§ Exercise brief:
The reply to the records below should contain exactly the lines from the line with "pixel 128 158." through the line with "pixel 115 124.", and nothing besides.

Extracted data Start Marker

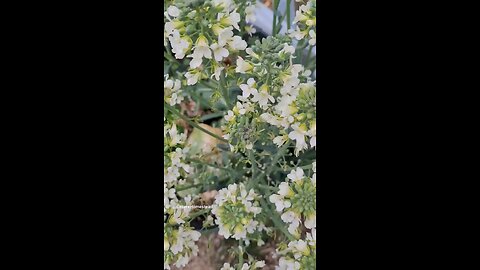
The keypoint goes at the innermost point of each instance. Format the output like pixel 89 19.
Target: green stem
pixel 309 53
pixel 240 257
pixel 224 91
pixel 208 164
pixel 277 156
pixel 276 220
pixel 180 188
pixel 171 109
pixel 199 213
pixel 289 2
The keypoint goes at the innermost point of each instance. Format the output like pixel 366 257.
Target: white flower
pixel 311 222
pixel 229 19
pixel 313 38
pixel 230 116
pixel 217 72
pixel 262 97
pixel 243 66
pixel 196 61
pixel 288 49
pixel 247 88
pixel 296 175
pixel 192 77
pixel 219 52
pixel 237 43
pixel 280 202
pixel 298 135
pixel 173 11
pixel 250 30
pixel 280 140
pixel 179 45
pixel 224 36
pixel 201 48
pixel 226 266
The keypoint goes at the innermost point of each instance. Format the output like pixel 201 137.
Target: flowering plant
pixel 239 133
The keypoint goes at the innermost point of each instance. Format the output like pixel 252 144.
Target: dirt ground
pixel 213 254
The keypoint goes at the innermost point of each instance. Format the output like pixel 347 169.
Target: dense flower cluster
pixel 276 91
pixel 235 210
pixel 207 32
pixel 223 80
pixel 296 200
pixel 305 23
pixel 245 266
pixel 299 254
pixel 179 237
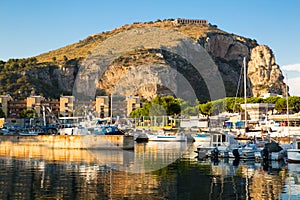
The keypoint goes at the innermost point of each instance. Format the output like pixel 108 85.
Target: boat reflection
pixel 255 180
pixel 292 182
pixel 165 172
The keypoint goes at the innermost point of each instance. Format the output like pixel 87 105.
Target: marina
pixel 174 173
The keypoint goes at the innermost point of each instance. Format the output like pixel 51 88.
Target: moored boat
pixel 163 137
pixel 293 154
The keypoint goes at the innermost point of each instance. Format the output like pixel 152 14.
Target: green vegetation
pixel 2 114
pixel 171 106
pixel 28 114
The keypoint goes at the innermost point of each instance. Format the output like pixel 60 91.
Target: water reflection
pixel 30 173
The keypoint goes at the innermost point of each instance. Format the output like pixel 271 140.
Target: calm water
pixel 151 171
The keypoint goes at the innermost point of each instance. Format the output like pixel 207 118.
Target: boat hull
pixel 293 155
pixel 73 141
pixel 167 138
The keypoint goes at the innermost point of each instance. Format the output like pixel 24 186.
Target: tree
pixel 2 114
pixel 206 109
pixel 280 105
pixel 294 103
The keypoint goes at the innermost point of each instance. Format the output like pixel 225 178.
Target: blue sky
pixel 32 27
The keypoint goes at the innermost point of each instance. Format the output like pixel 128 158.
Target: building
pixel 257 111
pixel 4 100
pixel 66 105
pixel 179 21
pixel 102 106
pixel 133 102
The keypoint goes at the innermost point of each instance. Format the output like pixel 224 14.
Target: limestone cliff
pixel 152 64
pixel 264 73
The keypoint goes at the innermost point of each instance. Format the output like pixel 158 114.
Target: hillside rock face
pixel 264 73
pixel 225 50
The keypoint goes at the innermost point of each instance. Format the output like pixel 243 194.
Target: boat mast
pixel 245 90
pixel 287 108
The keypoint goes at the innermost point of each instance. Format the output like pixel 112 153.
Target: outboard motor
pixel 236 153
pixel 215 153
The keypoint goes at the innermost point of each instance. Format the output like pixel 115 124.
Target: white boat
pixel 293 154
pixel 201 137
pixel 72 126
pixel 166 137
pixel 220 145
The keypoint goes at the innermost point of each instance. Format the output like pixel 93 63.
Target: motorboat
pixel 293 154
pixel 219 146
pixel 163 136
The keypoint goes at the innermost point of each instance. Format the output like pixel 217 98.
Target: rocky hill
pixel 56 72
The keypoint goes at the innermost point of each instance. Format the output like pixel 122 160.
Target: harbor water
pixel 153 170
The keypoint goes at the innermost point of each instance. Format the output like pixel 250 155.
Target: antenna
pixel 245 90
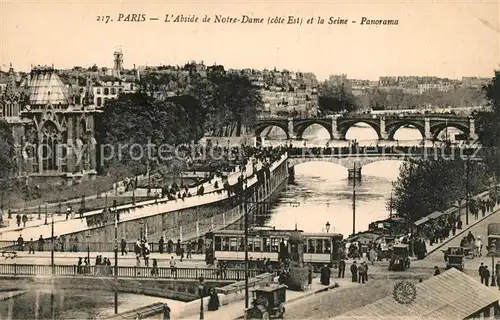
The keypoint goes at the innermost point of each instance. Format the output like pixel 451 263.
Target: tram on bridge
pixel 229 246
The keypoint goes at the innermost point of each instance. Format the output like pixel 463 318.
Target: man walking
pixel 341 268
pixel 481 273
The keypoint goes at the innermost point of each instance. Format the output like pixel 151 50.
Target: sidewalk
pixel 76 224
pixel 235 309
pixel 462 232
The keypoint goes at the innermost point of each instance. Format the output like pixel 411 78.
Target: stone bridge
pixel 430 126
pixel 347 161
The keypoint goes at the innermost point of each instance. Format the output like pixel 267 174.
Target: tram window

Extracted data End Marker

§ Answer area:
The keypoint goes at the innermost point of each instance. Format the output like pixel 128 158.
Target: building
pixel 257 111
pixel 4 100
pixel 66 105
pixel 179 21
pixel 102 106
pixel 133 102
The keypoint goes at the innermost point of each instance. Format the output like pixel 224 14.
Target: limestone cliff
pixel 152 64
pixel 264 73
The keypoint goes at the innermost point of each instance. Format the output like pixel 158 114.
Target: hillside rock face
pixel 264 73
pixel 225 50
The keypoint goes at the innermost point of each instance. Format the output like pixel 243 194.
Target: boat mast
pixel 245 90
pixel 287 108
The keypoint goes at the innermost point of each instance. Format the output like pixel 112 153.
Target: outboard motor
pixel 236 153
pixel 215 153
The keypoint goes at the innermost point of each instance. Format the output like pixel 115 124.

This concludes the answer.